[Extracted data entries]
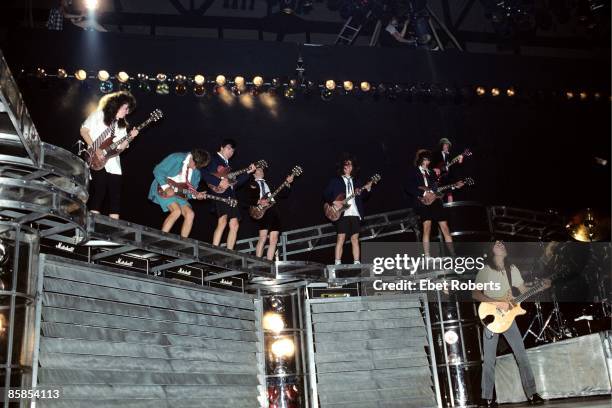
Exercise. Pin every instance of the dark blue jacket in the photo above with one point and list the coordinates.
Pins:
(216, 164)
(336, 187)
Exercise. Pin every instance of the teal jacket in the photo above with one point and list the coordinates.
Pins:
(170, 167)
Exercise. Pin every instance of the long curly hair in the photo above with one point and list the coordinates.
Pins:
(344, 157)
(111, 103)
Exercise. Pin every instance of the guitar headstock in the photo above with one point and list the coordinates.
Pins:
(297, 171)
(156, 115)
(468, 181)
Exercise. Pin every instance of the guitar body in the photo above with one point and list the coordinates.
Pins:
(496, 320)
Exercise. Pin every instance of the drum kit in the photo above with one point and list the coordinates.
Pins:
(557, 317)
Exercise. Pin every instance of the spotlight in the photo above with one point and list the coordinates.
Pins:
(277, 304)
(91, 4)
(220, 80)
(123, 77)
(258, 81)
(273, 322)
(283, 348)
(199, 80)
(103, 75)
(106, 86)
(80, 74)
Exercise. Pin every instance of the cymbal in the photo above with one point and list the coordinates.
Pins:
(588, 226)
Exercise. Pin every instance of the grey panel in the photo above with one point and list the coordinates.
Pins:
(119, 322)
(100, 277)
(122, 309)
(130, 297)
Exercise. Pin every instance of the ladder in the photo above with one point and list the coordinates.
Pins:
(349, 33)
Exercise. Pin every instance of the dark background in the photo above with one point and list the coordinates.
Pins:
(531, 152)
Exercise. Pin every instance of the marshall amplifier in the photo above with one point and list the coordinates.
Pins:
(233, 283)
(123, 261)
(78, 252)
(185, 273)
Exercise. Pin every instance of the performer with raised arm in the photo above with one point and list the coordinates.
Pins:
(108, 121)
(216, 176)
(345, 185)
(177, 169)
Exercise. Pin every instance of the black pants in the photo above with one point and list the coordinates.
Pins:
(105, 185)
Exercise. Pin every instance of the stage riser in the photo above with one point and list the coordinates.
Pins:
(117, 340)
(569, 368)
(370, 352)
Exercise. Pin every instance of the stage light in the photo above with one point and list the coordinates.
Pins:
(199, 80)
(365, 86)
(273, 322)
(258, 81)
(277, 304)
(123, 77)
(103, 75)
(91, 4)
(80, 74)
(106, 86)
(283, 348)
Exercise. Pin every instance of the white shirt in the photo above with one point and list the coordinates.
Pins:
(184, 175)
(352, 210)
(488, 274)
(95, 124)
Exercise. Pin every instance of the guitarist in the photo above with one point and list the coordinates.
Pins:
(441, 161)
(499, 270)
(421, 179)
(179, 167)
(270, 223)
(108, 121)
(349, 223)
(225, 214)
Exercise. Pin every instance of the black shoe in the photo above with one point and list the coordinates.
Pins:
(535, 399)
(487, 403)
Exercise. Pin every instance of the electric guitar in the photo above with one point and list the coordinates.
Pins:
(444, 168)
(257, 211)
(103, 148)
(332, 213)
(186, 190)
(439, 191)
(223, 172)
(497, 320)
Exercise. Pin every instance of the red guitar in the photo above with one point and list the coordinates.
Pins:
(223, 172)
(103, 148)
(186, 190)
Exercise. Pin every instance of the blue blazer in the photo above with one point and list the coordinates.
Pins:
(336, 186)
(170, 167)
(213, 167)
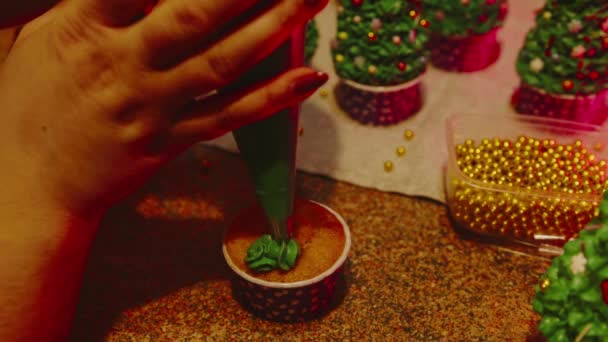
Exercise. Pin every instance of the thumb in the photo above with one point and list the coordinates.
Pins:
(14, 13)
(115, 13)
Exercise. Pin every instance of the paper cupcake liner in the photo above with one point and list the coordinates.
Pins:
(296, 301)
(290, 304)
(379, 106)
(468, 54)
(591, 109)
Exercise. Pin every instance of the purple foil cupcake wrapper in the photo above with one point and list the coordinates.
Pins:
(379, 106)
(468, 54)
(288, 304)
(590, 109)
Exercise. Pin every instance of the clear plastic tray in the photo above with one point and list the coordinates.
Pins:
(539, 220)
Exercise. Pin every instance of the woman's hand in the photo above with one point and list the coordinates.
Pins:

ACTION ITEM:
For every entry above, please output the text exactly and leave any picture behind.

TASK RESULT:
Exercise. Pin every instance of the dark blue jacket in the photo above with one point and list the coordinates.
Pins:
(216, 164)
(336, 187)
Exercise. Pin every instance of the teal jacket in the photo above with one point and list the coordinates.
Pins:
(170, 167)
Exercise. Pin every instance of the long curly hair in the photo above with one point and list the coordinates.
Pins:
(344, 157)
(111, 103)
Exercise. Pin every instance of the guitar headstock in the photo above with one point and list the coordinates.
Pins:
(297, 171)
(156, 115)
(468, 181)
Exercise. Pin every instance of the guitar body in the photo above with one point and list the coordinates.
Pins:
(496, 320)
Exercise. Pin every instance of the drum kit in the photo above with one point and list the coordinates.
Pins:
(557, 317)
Exercise. Pin every instance of the spotlight in the photo above with one point and list the coordinates.
Pins:
(277, 304)
(91, 4)
(220, 80)
(123, 77)
(258, 81)
(273, 322)
(283, 348)
(199, 80)
(103, 75)
(106, 86)
(80, 74)
Exercise. Pin every instance of the cymbal in the photo above with one point and list the coordinates.
Pins:
(588, 226)
Exercise. Pin every instance of the grey panel in the photo above with one point and list the coordinates.
Pins:
(119, 322)
(100, 277)
(122, 309)
(130, 297)
Exercise. Pin every instance of the ladder in the photo above with one point and list the coordinates.
Pins:
(349, 33)
Exercise. Pin every instance of the dark background in the photo above with one point and list the coordinates.
Pins:
(531, 152)
Exercise. Pin every instance of the marshall amplifier in the photo above with one point and list the coordinates.
Pins:
(233, 283)
(123, 261)
(78, 252)
(185, 273)
Exercise. Pin every instance of the performer with raised arm in the photo above with one point and list the coordinates.
Pins:
(108, 121)
(216, 176)
(345, 185)
(177, 169)
Exercise. Pin every instance of the black pants in the photo above with one point and list the coordinates.
Pins:
(105, 185)
Exercise. Pin every instance of the stage riser in the photo above with one point and list the coordinates.
Pins:
(117, 340)
(569, 368)
(370, 352)
Exercise. Pin every instance of the stage light in the photo above with one point and list the coordinates.
Pins:
(199, 80)
(365, 86)
(273, 322)
(258, 81)
(277, 304)
(123, 77)
(103, 75)
(91, 4)
(80, 74)
(106, 86)
(283, 348)
Exercise. Pin every instance of the white shirt in the photo above with one point and list the coordinates.
Pins:
(184, 175)
(352, 210)
(488, 274)
(95, 124)
Exercise. Pin every instance of the guitarist in the photo above with one point and list the coordinates.
Pins:
(441, 161)
(499, 270)
(421, 179)
(179, 167)
(270, 223)
(108, 121)
(349, 223)
(225, 214)
Exercise. Pin every instance of the black shoe in the photo above with one point and list the coordinates.
Pins:
(535, 399)
(487, 403)
Exercise. Pin every instance of the electric guitar in the photo above with one point and list the coordinates.
Pins:
(444, 168)
(257, 211)
(103, 148)
(332, 213)
(186, 190)
(439, 191)
(223, 172)
(497, 320)
Exercise. Pin every instance of the red guitar in the photo above with one point and list the coordinates.
Pins:
(223, 172)
(103, 148)
(186, 190)
Exercise. Pin every instance of the blue blazer in the photo above with one point and list the coordinates.
Pins:
(336, 186)
(170, 167)
(213, 167)
Exercise. Pin every instance of the thumb in the photo above with one point and list the coordinates.
Pins:
(14, 13)
(115, 13)
Exercise. Pin every instance of the paper cupcake liner in the photo above with one point and list the coordinates.
Pins:
(296, 301)
(290, 304)
(379, 106)
(468, 54)
(591, 109)
Exercise. Pin every instance of the purple foil cupcake wrapper in the photo above with one point and list the coordinates.
Pins:
(379, 106)
(468, 54)
(288, 304)
(590, 109)
Exercise. Pin every instance of the clear plastic tray in the photo above with one point and list the coordinates.
Pins:
(539, 220)
Exercise. Pin every instance of the woman's hand in the photo above with one point and list the coordinates.
Pins:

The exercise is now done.